Collected data:
==*==

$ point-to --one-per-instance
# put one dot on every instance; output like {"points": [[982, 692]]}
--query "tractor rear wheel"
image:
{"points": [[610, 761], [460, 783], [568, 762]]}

==*==

#### What you should do
Each line above with the word "instance" needs to be copied.

#### Written response
$ point-to --one-per-instance
# put one dot on every instance; output like {"points": [[982, 692]]}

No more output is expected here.